Page excerpt:

* Start *

4.4.  Unimportant Problem

   Under this interpretation, while it is possible to describe the
   problem, it is not a problem worth addressing since nobody would ever
   create such identifiers on purpose.

   The problem with this approach, for identifiers, is that it
   represents an opportunity for phishing and other similar attacks.
   While mitigation will not stop all such attacks, we should try to
   understand opportunities for those attacks and close when we have
   identified them and it is practical to do so.

   Whether phishing or other attacks using confusable code points "pay
   off" depends to some extent on the popularity or frequency of the
   code points in question.  While it may be worth to address the
   generalized issue, individual edge cases may have no practical
   consequences.  The inability to address them then, should not hold up
   progress on a solution for the more common, general case.

5.  Possible Ways Forward

   There are a few ways that this issue could be mitigated.  Note that
   this section is closely related to Section 3 in
   [I-D.klensin-idna-5892upd-unicode70].

5.1.  Find the Cases, Disallow New Ones, and Deal With Old Ones

   In this case, it is necessary to enumerate all the cases, add
   exceptions to DISALLOW any new cases from happening, and make a
   determination about what to do for every past case.  There are two
   reasons to doubt whether this approach will work.

* End *

Exercise 1:
What are the section headings in the excerpt on confusable code points? Give each with its number.

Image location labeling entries
* Start *

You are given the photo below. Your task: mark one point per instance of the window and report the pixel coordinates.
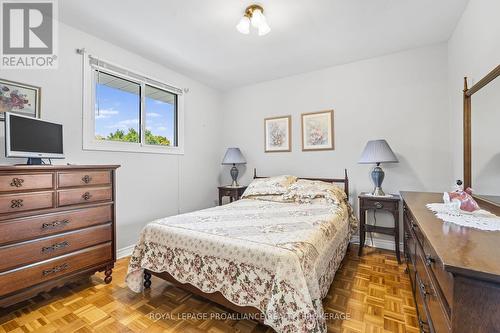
(129, 112)
(161, 117)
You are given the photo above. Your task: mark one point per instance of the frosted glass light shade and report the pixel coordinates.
(244, 25)
(257, 18)
(233, 156)
(264, 28)
(377, 151)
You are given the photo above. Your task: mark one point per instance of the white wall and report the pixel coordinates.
(473, 51)
(400, 97)
(148, 185)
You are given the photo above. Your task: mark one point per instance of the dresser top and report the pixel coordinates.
(52, 167)
(463, 250)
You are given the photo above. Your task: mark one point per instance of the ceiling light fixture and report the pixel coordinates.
(254, 15)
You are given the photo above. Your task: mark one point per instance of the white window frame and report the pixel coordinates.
(89, 94)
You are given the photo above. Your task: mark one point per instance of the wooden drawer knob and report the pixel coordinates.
(86, 179)
(54, 247)
(17, 182)
(16, 203)
(55, 224)
(55, 269)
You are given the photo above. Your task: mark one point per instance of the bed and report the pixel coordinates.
(272, 260)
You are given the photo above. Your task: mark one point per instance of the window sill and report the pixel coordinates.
(132, 148)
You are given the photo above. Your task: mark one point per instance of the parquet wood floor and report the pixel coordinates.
(373, 291)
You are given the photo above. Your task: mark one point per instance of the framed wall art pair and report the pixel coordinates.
(317, 132)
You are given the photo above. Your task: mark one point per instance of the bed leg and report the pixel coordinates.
(147, 279)
(107, 274)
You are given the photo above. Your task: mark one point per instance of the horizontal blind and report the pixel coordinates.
(99, 64)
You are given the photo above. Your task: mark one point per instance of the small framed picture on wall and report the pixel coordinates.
(277, 132)
(19, 98)
(317, 131)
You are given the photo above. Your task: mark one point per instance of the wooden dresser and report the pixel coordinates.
(455, 271)
(56, 223)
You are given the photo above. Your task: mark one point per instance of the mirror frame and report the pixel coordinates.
(468, 92)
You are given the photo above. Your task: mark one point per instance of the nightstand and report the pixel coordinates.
(389, 204)
(233, 192)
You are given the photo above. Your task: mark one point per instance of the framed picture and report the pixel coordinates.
(317, 130)
(19, 98)
(277, 134)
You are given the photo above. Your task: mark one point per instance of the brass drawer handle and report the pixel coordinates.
(86, 179)
(429, 260)
(424, 326)
(16, 203)
(55, 224)
(86, 196)
(17, 182)
(423, 288)
(55, 269)
(54, 247)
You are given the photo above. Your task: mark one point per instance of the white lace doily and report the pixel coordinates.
(479, 219)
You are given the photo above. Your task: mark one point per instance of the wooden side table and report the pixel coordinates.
(234, 193)
(389, 204)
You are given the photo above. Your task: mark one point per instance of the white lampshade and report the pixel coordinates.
(257, 18)
(264, 28)
(244, 25)
(233, 156)
(377, 151)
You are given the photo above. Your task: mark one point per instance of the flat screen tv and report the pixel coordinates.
(32, 138)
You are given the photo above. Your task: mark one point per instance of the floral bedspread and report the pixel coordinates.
(278, 257)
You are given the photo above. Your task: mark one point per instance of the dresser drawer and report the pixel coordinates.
(23, 182)
(84, 195)
(13, 231)
(84, 178)
(413, 226)
(39, 250)
(437, 317)
(379, 204)
(443, 278)
(17, 279)
(14, 203)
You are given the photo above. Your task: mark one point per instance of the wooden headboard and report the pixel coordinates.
(344, 180)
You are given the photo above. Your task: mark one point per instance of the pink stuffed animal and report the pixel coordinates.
(462, 198)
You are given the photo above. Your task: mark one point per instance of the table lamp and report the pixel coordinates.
(234, 156)
(377, 151)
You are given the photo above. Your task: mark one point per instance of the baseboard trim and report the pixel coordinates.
(378, 243)
(124, 251)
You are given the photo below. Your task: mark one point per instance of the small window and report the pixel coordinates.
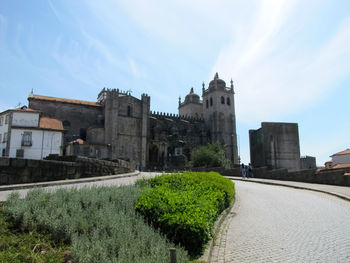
(5, 137)
(66, 124)
(82, 134)
(20, 153)
(27, 139)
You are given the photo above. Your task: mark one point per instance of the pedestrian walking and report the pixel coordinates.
(243, 170)
(250, 169)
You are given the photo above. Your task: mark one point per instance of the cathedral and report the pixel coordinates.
(121, 126)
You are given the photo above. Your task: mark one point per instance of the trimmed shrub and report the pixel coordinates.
(100, 224)
(185, 206)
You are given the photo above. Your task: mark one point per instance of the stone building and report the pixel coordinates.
(275, 145)
(121, 126)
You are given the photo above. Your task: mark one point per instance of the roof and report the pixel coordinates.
(25, 109)
(51, 124)
(347, 151)
(341, 165)
(22, 109)
(82, 102)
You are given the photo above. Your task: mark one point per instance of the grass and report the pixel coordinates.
(28, 246)
(99, 223)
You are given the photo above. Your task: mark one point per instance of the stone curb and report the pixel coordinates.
(207, 255)
(344, 197)
(66, 182)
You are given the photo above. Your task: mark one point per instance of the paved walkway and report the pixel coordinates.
(339, 191)
(271, 223)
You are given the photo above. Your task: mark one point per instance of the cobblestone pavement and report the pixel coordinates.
(280, 224)
(115, 182)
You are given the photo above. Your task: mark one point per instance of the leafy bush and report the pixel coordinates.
(185, 206)
(16, 246)
(211, 155)
(100, 224)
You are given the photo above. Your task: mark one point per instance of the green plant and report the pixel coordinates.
(99, 223)
(77, 175)
(17, 246)
(185, 206)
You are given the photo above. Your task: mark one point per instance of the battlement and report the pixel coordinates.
(175, 116)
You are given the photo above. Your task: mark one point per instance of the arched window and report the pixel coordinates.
(66, 124)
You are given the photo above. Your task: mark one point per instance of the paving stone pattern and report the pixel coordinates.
(280, 224)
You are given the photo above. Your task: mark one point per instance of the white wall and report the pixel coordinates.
(3, 128)
(25, 119)
(44, 142)
(345, 158)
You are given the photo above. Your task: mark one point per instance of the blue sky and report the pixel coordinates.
(289, 59)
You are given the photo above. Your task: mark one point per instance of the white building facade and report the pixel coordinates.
(25, 134)
(342, 157)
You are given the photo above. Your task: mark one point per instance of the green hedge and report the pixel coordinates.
(185, 206)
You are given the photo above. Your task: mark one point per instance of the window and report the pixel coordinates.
(27, 139)
(66, 124)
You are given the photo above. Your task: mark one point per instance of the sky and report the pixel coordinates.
(289, 59)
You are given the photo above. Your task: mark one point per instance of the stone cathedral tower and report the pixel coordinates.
(218, 112)
(219, 115)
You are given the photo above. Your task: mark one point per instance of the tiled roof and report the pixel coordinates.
(39, 97)
(25, 108)
(347, 151)
(341, 165)
(49, 123)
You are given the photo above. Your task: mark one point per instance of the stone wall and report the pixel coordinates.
(17, 171)
(76, 117)
(275, 145)
(332, 177)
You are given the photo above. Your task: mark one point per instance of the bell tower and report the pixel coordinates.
(219, 115)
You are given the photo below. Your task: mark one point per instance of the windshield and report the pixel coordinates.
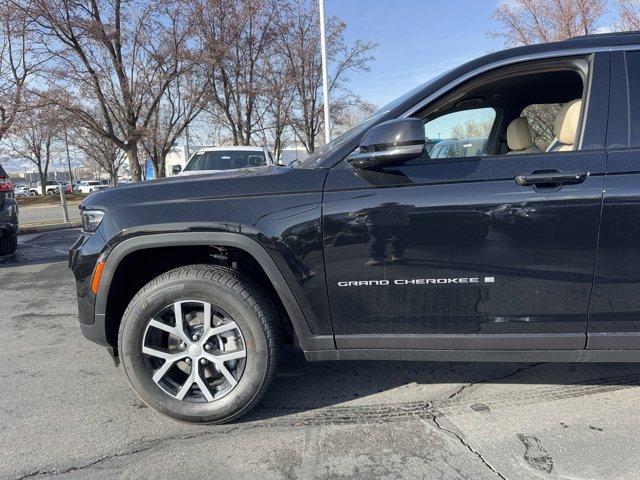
(225, 160)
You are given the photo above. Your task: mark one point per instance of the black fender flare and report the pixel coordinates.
(308, 341)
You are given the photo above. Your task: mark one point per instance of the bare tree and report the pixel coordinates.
(471, 129)
(300, 45)
(114, 58)
(236, 35)
(352, 115)
(34, 137)
(277, 104)
(629, 14)
(525, 22)
(100, 152)
(541, 118)
(18, 62)
(181, 103)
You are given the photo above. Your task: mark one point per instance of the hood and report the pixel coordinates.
(256, 181)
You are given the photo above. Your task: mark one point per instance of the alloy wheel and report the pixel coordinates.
(194, 351)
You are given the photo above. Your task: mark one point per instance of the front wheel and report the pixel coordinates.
(200, 344)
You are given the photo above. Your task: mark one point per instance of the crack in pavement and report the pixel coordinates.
(434, 419)
(492, 379)
(146, 446)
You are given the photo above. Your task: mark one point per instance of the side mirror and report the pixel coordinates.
(390, 142)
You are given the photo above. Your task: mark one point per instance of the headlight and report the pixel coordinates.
(91, 219)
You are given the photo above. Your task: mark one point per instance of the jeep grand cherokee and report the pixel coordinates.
(371, 249)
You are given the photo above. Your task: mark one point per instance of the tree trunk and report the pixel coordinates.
(43, 181)
(134, 162)
(158, 165)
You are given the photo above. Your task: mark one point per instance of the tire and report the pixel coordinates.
(8, 245)
(233, 298)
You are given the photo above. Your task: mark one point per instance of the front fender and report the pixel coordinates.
(289, 290)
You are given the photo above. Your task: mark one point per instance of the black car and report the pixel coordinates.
(8, 215)
(371, 249)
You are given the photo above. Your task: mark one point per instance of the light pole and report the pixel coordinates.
(325, 81)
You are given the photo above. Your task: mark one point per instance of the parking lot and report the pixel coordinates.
(67, 412)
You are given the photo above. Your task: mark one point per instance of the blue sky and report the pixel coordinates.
(418, 39)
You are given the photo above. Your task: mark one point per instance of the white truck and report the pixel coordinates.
(51, 187)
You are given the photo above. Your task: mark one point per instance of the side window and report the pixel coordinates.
(541, 118)
(461, 134)
(633, 73)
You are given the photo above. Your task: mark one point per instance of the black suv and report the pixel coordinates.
(526, 249)
(8, 215)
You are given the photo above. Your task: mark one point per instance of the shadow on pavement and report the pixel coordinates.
(41, 248)
(301, 387)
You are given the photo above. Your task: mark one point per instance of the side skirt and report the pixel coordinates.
(477, 355)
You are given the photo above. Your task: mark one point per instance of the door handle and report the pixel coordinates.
(551, 178)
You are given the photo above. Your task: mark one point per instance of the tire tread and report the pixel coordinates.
(246, 289)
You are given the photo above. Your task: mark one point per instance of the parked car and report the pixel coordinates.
(194, 283)
(90, 186)
(218, 159)
(8, 216)
(51, 187)
(21, 190)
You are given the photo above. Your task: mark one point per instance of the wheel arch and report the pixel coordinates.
(291, 304)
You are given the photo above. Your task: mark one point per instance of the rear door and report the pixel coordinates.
(614, 315)
(453, 253)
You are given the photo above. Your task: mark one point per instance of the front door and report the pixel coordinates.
(465, 249)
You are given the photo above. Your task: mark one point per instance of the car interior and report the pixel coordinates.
(514, 111)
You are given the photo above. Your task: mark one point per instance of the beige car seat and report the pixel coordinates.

* End *

Exercise 2:
Which lines of the entries contain the string "door"? Filter the entries and copy each such line, matching case exactly.

Task solution 1:
4.4. Unimportant Problem
5. Possible Ways Forward
5.1. Find the Cases, Disallow New Ones, and Deal With Old Ones

Task solution 2:
You are given the photo above. Your task: mark one point per instance of the door handle and report the pixel coordinates.
You are given the photo above. Your task: mark one point per instance of the rear door and report the pixel coordinates.
You are given the photo above. Your task: mark one point per instance of the front door and report the pixel coordinates.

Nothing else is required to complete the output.